■ Work to complete ■
Please quote exactly the lines below from the line containing "Note: locate the black and" to the line containing "Note: locate the puppy's hind", both lines included, and nothing else.

(Collected data entries)
***

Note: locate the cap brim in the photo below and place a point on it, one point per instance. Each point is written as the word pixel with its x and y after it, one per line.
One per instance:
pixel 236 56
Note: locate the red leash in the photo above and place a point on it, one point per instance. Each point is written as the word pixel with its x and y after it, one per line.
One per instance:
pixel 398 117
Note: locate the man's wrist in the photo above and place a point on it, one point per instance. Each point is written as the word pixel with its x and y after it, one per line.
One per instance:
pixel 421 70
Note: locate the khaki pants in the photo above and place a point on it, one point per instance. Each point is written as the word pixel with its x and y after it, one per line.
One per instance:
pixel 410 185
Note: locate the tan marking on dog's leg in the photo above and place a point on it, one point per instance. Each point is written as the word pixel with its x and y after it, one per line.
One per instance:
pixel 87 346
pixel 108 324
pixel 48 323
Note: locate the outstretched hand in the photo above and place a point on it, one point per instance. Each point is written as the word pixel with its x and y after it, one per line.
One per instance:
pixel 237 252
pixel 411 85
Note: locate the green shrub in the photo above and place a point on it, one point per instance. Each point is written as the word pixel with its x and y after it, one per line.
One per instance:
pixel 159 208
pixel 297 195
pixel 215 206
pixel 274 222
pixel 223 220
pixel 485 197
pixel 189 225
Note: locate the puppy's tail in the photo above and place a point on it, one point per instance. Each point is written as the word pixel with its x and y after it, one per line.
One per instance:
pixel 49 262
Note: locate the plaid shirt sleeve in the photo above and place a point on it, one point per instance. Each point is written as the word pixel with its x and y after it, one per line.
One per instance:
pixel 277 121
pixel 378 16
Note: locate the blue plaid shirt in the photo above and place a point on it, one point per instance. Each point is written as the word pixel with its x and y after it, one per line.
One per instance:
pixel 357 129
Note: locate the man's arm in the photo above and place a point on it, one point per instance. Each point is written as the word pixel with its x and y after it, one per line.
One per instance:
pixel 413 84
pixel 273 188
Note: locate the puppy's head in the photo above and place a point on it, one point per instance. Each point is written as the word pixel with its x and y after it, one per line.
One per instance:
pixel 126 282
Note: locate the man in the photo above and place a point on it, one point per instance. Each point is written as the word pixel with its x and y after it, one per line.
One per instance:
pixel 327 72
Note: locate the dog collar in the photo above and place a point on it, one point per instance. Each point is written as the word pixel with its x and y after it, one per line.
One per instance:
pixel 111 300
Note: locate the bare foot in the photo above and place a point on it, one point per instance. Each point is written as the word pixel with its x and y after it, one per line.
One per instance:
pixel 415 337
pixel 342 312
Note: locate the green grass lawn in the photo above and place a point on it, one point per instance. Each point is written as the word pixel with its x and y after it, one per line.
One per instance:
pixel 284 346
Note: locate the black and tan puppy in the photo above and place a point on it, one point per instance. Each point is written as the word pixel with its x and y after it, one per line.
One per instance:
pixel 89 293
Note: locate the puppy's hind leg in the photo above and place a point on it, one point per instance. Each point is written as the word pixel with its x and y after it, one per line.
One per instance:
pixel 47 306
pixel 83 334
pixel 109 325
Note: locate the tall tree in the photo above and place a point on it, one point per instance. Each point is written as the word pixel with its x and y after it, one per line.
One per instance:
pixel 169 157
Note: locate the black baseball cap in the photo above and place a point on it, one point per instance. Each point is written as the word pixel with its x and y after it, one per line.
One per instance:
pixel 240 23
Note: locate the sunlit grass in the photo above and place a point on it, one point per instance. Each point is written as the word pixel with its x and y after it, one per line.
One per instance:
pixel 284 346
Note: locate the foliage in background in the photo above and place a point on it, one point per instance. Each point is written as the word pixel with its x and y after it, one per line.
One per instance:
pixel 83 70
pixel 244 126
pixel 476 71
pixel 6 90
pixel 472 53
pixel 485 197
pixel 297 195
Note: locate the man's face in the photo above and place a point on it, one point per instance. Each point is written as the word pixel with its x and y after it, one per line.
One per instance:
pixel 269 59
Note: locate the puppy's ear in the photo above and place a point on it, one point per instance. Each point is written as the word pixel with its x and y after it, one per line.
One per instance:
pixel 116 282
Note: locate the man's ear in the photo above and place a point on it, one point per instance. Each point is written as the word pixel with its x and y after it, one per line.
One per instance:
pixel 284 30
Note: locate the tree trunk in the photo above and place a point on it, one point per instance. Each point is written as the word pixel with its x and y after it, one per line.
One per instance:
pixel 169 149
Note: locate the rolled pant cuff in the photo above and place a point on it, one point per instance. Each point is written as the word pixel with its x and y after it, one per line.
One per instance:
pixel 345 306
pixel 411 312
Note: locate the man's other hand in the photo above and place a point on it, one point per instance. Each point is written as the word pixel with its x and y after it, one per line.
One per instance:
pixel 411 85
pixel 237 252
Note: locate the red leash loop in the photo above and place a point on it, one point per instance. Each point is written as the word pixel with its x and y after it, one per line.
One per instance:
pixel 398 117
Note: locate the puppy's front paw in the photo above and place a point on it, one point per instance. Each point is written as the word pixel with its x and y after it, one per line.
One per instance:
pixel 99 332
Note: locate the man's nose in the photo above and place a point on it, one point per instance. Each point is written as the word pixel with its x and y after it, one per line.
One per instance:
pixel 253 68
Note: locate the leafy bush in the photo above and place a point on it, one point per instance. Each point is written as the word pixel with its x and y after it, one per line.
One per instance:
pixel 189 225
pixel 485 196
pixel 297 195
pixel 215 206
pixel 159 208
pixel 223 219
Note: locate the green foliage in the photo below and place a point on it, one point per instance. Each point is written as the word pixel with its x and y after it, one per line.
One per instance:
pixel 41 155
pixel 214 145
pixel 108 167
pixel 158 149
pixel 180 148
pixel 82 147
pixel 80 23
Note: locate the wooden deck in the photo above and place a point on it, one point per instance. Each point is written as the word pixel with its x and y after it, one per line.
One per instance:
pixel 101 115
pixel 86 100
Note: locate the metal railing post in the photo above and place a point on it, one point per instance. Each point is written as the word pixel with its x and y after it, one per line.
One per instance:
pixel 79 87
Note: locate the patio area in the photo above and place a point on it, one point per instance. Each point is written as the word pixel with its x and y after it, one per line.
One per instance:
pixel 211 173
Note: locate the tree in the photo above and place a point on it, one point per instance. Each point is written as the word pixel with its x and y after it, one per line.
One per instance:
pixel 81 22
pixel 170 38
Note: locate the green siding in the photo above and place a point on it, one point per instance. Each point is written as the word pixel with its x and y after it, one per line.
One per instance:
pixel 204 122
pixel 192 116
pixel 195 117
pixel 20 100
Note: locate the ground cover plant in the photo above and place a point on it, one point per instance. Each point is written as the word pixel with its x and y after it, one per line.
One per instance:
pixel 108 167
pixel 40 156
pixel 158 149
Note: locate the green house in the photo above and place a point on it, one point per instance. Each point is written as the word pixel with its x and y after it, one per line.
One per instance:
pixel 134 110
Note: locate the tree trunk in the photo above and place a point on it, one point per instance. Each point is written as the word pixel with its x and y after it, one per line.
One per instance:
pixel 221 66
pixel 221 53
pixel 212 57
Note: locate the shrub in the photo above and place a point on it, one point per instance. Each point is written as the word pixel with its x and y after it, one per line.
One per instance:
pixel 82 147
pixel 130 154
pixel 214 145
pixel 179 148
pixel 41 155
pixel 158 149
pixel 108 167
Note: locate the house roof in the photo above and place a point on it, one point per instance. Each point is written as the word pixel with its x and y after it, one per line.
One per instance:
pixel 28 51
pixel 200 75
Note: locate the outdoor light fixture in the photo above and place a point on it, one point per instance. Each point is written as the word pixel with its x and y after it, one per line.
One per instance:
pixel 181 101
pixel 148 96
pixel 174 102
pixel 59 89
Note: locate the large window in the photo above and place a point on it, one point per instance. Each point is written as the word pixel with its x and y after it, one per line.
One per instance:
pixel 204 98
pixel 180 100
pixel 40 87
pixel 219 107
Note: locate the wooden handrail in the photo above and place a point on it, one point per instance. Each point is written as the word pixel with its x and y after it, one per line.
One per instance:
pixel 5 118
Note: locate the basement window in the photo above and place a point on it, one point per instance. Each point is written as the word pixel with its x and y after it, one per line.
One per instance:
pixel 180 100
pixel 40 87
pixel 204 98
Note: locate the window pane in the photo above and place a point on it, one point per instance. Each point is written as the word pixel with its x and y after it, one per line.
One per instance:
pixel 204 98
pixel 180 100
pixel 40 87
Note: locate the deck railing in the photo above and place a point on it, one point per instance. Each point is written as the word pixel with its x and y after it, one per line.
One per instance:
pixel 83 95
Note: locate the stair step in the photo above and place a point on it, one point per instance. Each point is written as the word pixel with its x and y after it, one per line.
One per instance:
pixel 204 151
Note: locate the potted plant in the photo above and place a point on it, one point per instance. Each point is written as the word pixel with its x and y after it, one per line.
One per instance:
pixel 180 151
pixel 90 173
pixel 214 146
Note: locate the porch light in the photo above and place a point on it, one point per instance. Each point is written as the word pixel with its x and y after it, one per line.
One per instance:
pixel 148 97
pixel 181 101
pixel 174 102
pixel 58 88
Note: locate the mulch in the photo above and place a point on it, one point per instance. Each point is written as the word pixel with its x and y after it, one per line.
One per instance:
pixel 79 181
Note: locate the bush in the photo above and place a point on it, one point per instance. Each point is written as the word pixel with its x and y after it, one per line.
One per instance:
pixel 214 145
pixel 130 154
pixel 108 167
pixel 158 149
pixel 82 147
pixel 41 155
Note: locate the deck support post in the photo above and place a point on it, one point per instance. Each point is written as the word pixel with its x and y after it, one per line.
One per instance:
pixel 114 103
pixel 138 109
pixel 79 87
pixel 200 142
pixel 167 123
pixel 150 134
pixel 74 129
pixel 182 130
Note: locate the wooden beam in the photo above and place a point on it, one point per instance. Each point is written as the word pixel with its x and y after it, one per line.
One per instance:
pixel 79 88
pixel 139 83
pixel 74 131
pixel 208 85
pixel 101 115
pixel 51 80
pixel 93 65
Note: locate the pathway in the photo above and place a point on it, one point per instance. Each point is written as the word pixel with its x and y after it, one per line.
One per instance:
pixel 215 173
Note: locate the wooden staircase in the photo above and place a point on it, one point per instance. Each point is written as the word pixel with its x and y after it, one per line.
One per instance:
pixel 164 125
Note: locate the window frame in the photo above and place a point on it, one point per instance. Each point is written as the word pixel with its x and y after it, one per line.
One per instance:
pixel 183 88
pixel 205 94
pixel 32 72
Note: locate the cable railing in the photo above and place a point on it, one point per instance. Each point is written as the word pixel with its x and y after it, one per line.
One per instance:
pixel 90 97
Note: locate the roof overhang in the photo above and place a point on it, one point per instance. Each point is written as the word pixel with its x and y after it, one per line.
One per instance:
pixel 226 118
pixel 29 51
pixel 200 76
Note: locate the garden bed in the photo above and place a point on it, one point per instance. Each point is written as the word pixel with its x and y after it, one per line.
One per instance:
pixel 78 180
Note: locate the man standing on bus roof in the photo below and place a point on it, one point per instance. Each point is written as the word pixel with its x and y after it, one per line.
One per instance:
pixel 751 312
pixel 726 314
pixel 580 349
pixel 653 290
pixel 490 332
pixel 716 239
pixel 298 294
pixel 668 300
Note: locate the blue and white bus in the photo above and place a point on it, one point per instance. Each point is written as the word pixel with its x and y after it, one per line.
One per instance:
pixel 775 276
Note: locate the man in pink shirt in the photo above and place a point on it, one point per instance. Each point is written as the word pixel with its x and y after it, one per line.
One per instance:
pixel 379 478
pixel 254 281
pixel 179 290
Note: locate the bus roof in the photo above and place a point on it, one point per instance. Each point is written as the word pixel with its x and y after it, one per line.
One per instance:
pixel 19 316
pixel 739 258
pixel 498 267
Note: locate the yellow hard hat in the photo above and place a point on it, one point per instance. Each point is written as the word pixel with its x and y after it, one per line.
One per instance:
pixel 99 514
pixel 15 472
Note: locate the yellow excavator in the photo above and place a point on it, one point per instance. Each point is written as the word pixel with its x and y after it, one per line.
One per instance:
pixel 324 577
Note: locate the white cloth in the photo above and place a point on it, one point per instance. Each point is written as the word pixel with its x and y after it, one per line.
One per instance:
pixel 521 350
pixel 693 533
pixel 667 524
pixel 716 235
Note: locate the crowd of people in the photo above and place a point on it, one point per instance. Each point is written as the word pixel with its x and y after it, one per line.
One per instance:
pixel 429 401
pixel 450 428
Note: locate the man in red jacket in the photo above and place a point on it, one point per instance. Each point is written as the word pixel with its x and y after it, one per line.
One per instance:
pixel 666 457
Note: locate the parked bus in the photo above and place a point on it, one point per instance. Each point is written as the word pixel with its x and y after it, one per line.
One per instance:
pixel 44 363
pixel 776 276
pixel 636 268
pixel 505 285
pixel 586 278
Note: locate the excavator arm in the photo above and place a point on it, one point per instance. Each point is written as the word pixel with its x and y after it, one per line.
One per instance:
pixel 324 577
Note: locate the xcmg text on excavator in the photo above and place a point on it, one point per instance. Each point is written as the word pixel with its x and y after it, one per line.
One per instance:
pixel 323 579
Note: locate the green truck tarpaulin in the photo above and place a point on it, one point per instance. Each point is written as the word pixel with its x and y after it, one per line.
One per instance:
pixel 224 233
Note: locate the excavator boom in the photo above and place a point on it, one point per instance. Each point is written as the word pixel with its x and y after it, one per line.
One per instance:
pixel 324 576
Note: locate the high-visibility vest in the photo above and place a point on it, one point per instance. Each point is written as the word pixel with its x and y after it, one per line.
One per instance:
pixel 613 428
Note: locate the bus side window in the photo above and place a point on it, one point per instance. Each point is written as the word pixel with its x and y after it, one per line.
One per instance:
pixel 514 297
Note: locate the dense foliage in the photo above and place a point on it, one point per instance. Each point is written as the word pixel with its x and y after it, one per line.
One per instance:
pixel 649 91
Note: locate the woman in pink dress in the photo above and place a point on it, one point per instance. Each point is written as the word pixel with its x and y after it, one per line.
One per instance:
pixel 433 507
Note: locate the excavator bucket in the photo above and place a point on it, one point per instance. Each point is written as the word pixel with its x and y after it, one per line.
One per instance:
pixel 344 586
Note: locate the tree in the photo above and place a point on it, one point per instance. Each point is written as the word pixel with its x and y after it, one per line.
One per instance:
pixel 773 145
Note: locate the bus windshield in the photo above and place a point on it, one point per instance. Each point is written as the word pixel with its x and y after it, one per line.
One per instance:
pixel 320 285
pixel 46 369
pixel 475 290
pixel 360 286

***

■ Answer section ■
Note: locate the black and tan puppy in the photo above and place a point on it, one point per instance. Each point is written as the word pixel with its x and y after it, one per line.
One per instance:
pixel 89 293
Note: locate the puppy's hind leg in the photo above and place a point on it, one point per instance. Each point is written as the word pixel with its x and y after it, one per line.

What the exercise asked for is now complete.